▶ _GIVEN TASK_: Write out the material exactly, with the pictures left out.

--------------------------------

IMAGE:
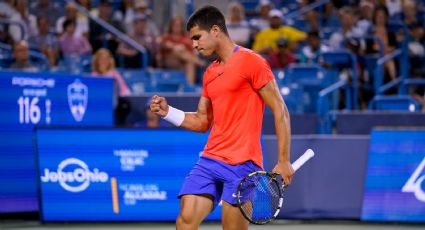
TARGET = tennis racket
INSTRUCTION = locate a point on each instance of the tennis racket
(260, 194)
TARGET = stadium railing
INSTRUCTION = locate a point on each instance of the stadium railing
(327, 102)
(395, 103)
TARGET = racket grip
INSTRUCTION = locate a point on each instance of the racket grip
(302, 159)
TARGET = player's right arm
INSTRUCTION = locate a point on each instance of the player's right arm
(199, 121)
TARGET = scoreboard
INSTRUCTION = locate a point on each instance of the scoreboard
(29, 100)
(114, 174)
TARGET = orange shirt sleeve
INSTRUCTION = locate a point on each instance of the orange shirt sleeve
(258, 71)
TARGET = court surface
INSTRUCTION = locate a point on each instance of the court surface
(281, 224)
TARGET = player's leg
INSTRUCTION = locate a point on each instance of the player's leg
(193, 210)
(232, 218)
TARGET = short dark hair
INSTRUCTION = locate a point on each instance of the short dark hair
(67, 23)
(206, 17)
(313, 34)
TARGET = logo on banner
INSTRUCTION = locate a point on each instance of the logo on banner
(74, 175)
(78, 94)
(415, 181)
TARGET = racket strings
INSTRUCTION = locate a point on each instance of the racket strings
(262, 195)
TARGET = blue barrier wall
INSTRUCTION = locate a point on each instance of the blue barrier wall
(362, 123)
(331, 184)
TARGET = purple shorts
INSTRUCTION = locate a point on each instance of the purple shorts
(216, 178)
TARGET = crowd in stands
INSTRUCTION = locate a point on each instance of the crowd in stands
(61, 32)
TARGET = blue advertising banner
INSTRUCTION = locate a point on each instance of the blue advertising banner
(29, 100)
(395, 186)
(114, 174)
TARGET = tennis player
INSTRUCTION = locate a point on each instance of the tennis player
(235, 89)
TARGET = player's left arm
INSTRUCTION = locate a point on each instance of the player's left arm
(273, 99)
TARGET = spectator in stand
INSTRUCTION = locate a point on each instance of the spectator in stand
(22, 59)
(132, 57)
(47, 43)
(125, 14)
(176, 50)
(82, 27)
(45, 8)
(28, 21)
(365, 12)
(347, 30)
(103, 64)
(265, 41)
(310, 53)
(100, 37)
(262, 22)
(142, 7)
(237, 26)
(389, 39)
(283, 56)
(70, 44)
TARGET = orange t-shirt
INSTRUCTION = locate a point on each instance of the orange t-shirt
(237, 107)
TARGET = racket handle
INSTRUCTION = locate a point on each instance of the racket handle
(302, 159)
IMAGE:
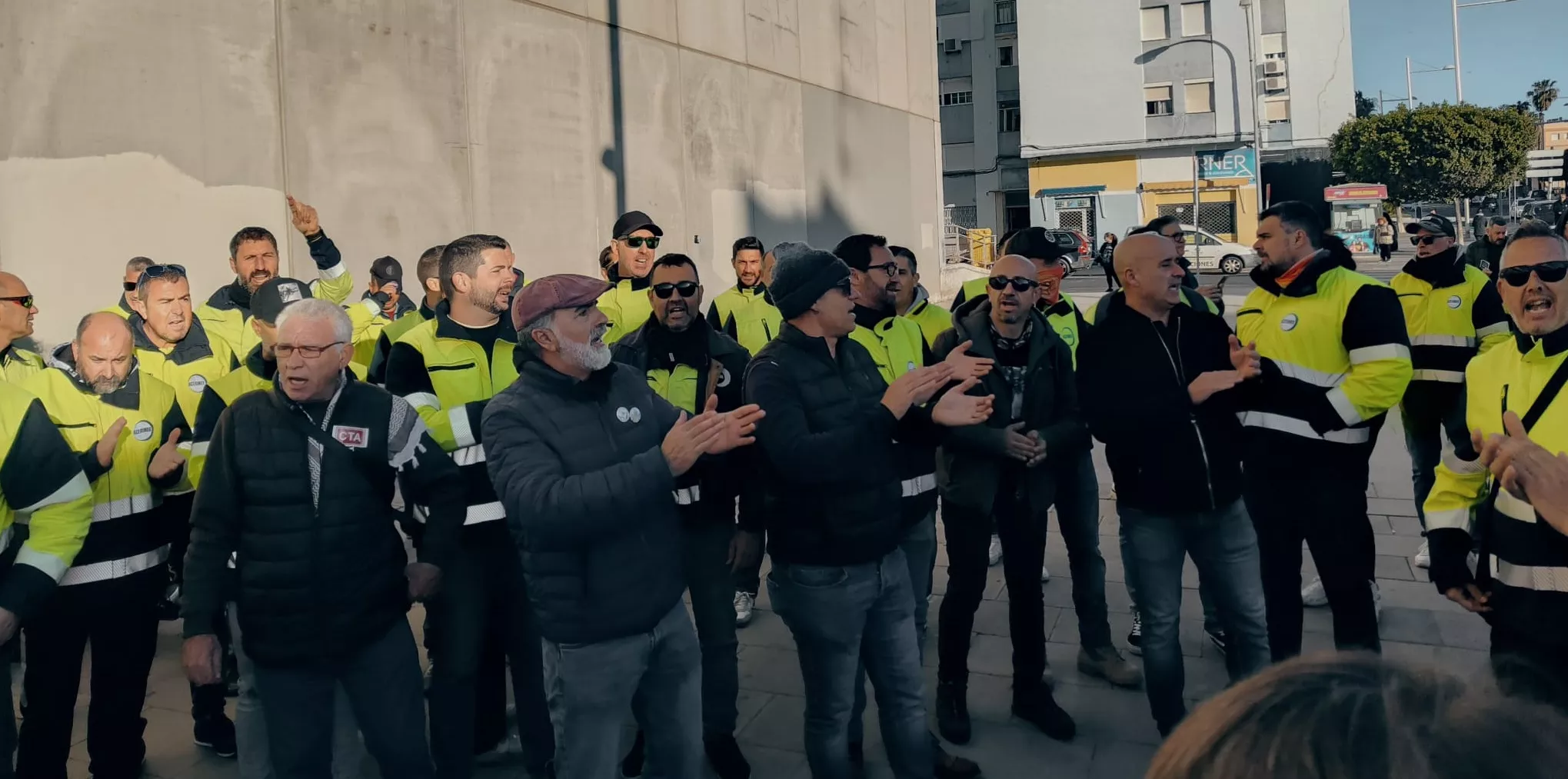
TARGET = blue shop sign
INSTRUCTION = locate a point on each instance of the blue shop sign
(1234, 163)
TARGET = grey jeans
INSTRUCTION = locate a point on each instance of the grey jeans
(656, 674)
(250, 723)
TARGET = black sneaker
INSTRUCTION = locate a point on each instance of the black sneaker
(952, 712)
(632, 765)
(1035, 706)
(725, 756)
(215, 734)
(1217, 637)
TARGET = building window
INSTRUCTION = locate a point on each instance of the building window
(1273, 46)
(1009, 118)
(1200, 96)
(1157, 101)
(1193, 19)
(1156, 22)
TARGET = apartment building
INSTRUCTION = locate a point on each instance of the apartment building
(977, 66)
(1198, 108)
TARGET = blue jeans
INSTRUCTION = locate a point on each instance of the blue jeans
(919, 551)
(1077, 516)
(839, 617)
(1223, 546)
(656, 674)
(1430, 425)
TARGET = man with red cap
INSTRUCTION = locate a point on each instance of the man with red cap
(585, 458)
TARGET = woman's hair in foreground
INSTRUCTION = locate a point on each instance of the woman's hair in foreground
(1363, 717)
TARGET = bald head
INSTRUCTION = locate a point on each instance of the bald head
(102, 351)
(1150, 271)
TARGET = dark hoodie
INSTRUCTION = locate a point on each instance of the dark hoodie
(973, 463)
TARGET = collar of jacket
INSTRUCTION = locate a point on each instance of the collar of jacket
(448, 328)
(231, 297)
(1440, 270)
(1553, 344)
(262, 367)
(1333, 255)
(125, 397)
(187, 350)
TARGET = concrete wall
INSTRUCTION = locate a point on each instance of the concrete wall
(162, 126)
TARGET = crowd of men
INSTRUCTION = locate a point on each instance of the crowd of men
(571, 457)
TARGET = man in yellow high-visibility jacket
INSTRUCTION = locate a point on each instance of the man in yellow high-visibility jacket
(1335, 359)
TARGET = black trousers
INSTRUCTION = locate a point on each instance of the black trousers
(119, 620)
(1023, 554)
(1330, 513)
(484, 590)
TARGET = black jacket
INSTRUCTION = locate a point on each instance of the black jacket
(1165, 454)
(828, 461)
(721, 365)
(588, 498)
(973, 461)
(317, 552)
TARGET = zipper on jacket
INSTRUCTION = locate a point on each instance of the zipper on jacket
(1192, 418)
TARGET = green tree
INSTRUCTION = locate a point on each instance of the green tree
(1437, 152)
(1364, 105)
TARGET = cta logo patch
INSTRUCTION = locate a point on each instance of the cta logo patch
(351, 438)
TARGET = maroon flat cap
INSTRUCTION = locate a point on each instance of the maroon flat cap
(564, 291)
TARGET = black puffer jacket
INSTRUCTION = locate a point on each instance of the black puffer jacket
(588, 498)
(317, 552)
(971, 463)
(828, 461)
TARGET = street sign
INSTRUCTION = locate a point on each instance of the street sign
(1228, 163)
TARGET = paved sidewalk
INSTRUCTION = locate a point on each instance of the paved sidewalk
(1115, 737)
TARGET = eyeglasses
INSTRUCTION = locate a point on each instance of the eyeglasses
(1020, 284)
(687, 289)
(289, 350)
(1520, 275)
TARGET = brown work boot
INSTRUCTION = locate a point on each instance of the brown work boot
(1109, 665)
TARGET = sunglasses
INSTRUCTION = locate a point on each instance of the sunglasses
(1020, 284)
(1520, 275)
(687, 289)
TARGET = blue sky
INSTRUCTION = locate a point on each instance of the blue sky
(1504, 49)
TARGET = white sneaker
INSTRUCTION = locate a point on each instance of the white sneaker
(744, 605)
(1313, 594)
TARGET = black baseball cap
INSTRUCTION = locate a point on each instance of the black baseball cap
(632, 221)
(271, 298)
(1432, 223)
(386, 270)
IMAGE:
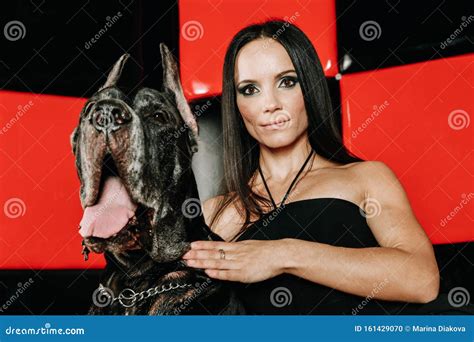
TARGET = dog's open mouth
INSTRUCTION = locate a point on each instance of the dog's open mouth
(114, 222)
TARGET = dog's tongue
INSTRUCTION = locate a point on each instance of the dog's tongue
(111, 213)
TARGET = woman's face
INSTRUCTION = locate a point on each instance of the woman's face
(269, 95)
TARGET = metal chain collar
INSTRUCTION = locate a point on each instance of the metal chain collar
(128, 298)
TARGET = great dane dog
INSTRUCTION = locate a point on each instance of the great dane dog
(140, 200)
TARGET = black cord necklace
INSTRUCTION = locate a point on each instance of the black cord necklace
(291, 185)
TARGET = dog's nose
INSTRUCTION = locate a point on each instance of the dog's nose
(110, 118)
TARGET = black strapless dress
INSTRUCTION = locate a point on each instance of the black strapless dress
(332, 221)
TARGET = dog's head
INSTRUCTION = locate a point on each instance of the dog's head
(148, 143)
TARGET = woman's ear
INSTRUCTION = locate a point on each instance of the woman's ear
(172, 82)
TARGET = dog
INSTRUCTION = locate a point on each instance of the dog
(144, 147)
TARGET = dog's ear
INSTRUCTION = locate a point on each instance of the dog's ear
(72, 140)
(172, 82)
(115, 73)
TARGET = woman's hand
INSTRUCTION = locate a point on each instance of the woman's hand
(246, 261)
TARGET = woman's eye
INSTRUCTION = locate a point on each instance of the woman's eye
(248, 90)
(288, 82)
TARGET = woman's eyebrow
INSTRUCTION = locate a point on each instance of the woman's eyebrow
(276, 76)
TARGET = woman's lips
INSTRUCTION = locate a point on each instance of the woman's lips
(276, 125)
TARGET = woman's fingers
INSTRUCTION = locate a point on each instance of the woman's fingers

--------------------------------

▶ _EXPECTED ANSWER_:
IMAGE:
TARGET = tennis racket
INSTRUCTION = locate a point on each instance of the tennis racket
(260, 194)
TARGET = stadium railing
INSTRUCTION = locate a point on each instance of the stadium railing
(327, 102)
(395, 103)
TARGET = racket grip
INSTRUCTION = locate a point on each instance of the racket grip
(302, 159)
TARGET = player's right arm
INSTRUCTION = locate a point on each instance of the player's right arm
(199, 121)
TARGET = scoreboard
INSTRUCTION = locate a point on each instance of the scoreboard
(29, 100)
(114, 174)
TARGET = orange shirt sleeve
INSTRUCTION = locate a point on each instance of the orange shirt sleeve
(258, 71)
TARGET = court surface
INSTRUCTION = locate a point on each instance of the court surface
(281, 224)
TARGET = player's leg
INSTRUCTION = locate a point on each instance of the player's leg
(193, 210)
(232, 218)
TARGET = short dark hair
INSTRUCTION = locate a point on each instance of the short dark hair
(67, 23)
(206, 17)
(313, 34)
TARGET = logo on banner
INSTRUCTION = locate a point on each instance of the logo on banner
(74, 175)
(78, 94)
(415, 181)
TARGET = racket strings
INSTRUCTION = locate a point on each instance of the racket strings
(262, 195)
TARGET = blue barrier wall
INSTRUCTION = locate a point on each instance of the blue barrier wall
(362, 123)
(331, 184)
TARGET = purple shorts
INSTRUCTION = locate a point on each instance of the purple shorts
(216, 178)
TARGET = crowd in stands
INSTRUCTION = locate a point on each instance of the crowd in stands
(61, 32)
TARGET = blue advertising banner
INSTRUCTION = locate a point on each instance of the blue advertising banner
(29, 100)
(395, 186)
(114, 174)
TARGET = tennis player
INSTRUCTION = locate a point on each instance of the tennis player
(235, 89)
TARGET = player's left arm
INSTRUCTION = locate a point on each instance of the player's left arm
(273, 99)
TARGET = spectator in stand
INSTRUCTION = locate a point on each instance of the spectator in stand
(22, 59)
(132, 57)
(47, 43)
(125, 14)
(176, 50)
(82, 27)
(45, 8)
(28, 21)
(365, 12)
(347, 30)
(103, 64)
(265, 41)
(310, 53)
(100, 37)
(262, 22)
(142, 7)
(237, 26)
(389, 39)
(283, 56)
(70, 44)
TARGET = orange t-shirt
INSTRUCTION = locate a point on each instance of the orange t-shirt
(237, 107)
TARGET = racket handle
INSTRUCTION = locate a point on each instance of the racket handle
(302, 159)
IMAGE:
TARGET = blue shop sign
INSTRUCTION = locate a point on each instance of the blue shop sign
(1234, 163)
TARGET = grey jeans
INSTRUCTION = locate a point on each instance of the grey jeans
(656, 674)
(250, 723)
TARGET = black sneaker
INSTRUCTION = locate a point on each instance of the black sneaker
(952, 712)
(632, 765)
(1035, 706)
(725, 756)
(215, 734)
(1217, 637)
TARGET = building window
INSTRUCTION = locate a point on each instance of the building window
(1273, 46)
(1009, 118)
(1200, 96)
(1157, 101)
(1193, 19)
(1156, 22)
TARGET = apartment building
INSTRUCTION = locate a point on each instance of the apartment building
(977, 66)
(1198, 108)
TARGET = blue jeans
INSTRUCTION = locate a point on each instance of the blue jeans
(919, 551)
(1077, 516)
(839, 617)
(1223, 546)
(656, 674)
(1430, 425)
TARGET = man with red cap
INSTRUCTION = locate a point on each instance of the man with red cap
(585, 458)
TARGET = woman's hair in foreground
INSTRUCTION = locate a point on each instance of the woman's hair in foreground
(1363, 717)
TARGET = bald head
INSTRUCTION = locate a point on each instance of the bald head
(102, 351)
(1150, 271)
TARGET = dark hoodie
INSTRUCTION = locate a point on each instance of the dark hoodie
(973, 463)
TARGET = collar of jacket
INSTRUCTION = locate a point on each instance of the collar of jacket
(448, 328)
(231, 297)
(1440, 270)
(1553, 344)
(262, 367)
(1333, 255)
(125, 397)
(187, 350)
TARGET = concrete wall
INSTRUCTION = locate a point on each instance of the concrete wall
(162, 126)
TARGET = crowd of men
INSTRUCTION = locate a point on each instance of the crowd of men
(571, 457)
TARGET = man in yellow high-visibility jacket
INSTRUCTION = locate a point on each instance of the man in yellow high-visibility jacket
(1335, 359)
TARGET = black trousers
INSTRUCTION = locate a point on each instance of the black trousers
(119, 620)
(1023, 554)
(1330, 513)
(484, 590)
TARGET = black jacket
INSTRUCTION = locate a point on each instance of the black jacket
(1165, 454)
(828, 461)
(721, 365)
(588, 498)
(973, 461)
(317, 552)
TARGET = zipper on jacket
INSTRUCTION = locate a point on each instance of the zipper on jacket
(1192, 418)
TARGET = green tree
INSTRUCTION = locate a point on each instance of the green tree
(1437, 152)
(1364, 105)
TARGET = cta logo patch
INSTRUCTION = locate a point on each instance of the cta logo patch
(351, 438)
TARGET = maroon flat cap
INSTRUCTION = locate a point on each instance of the maroon flat cap
(564, 291)
TARGET = black puffer jacket
INSTRUCTION = locate a point on each instance of the black puffer jacket
(588, 498)
(317, 552)
(971, 463)
(828, 461)
TARGET = street sign
INSTRUCTION = locate a point on each instance of the street sign
(1228, 163)
TARGET = paved sidewalk
INSTRUCTION = locate a point on each instance of the paved sidewalk
(1115, 737)
TARGET = eyeglasses
INSTRUCTION = locate a point on each instance of the eyeglasses
(1020, 284)
(687, 289)
(289, 350)
(1520, 275)
TARGET = brown work boot
INSTRUCTION = locate a point on each instance of the brown work boot
(1109, 665)
TARGET = sunglasses
INSTRUCTION = locate a point on each instance of the sunglasses
(1020, 284)
(1520, 275)
(687, 289)
TARGET = blue sky
INSTRUCTION = locate a point on each instance of the blue sky
(1504, 49)
TARGET = white sneaker
INSTRUCTION = locate a point on each instance of the white sneaker
(744, 605)
(1313, 594)
TARGET = black baseball cap
INSTRUCTION = locate a point on each instance of the black baseball cap
(632, 221)
(271, 298)
(1432, 223)
(386, 270)
IMAGE:
TARGET = dog's open mouth
INSTRUCTION = locate a point on each instance of the dog's open mouth
(114, 222)
TARGET = dog's tongue
INSTRUCTION = locate a point on each instance of the dog's tongue
(111, 213)
TARGET = woman's face
INSTRUCTION = locate a point on each instance of the woman's face
(269, 95)
TARGET = metal chain collar
INSTRUCTION = locate a point on each instance of the metal chain collar
(128, 298)
TARGET = great dane dog
INSTRUCTION = locate a point on each instance of the great dane dog
(140, 200)
TARGET = black cord necklace
INSTRUCTION = locate a point on each instance of the black cord necklace
(291, 185)
TARGET = dog's nose
INSTRUCTION = locate a point on each instance of the dog's nose
(110, 118)
TARGET = black strapless dress
INSTRUCTION = locate a point on each instance of the black strapless dress
(332, 221)
TARGET = dog's head
INSTRUCTION = locate a point on each instance of the dog's head
(148, 143)
TARGET = woman's ear
INSTRUCTION = locate a point on each instance of the woman's ear
(172, 82)
TARGET = dog
INSTRUCTION = locate a point on each instance of the dog
(144, 147)
TARGET = dog's ear
INSTRUCTION = locate a point on each instance of the dog's ear
(72, 140)
(172, 82)
(115, 73)
TARGET = woman's hand
INSTRUCTION = locate a point on each instance of the woman's hand
(246, 261)
TARGET = woman's eye
INSTRUCTION = locate a point on each instance of the woman's eye
(248, 90)
(288, 82)
TARGET = woman's eyebrow
INSTRUCTION = locate a point on each instance of the woman's eyebrow
(276, 76)
TARGET = woman's lips
INSTRUCTION = locate a point on each instance of the woman's lips
(276, 125)
TARGET = woman's fingers
INSTRUCTION = locate a point on each instance of the woman's fingers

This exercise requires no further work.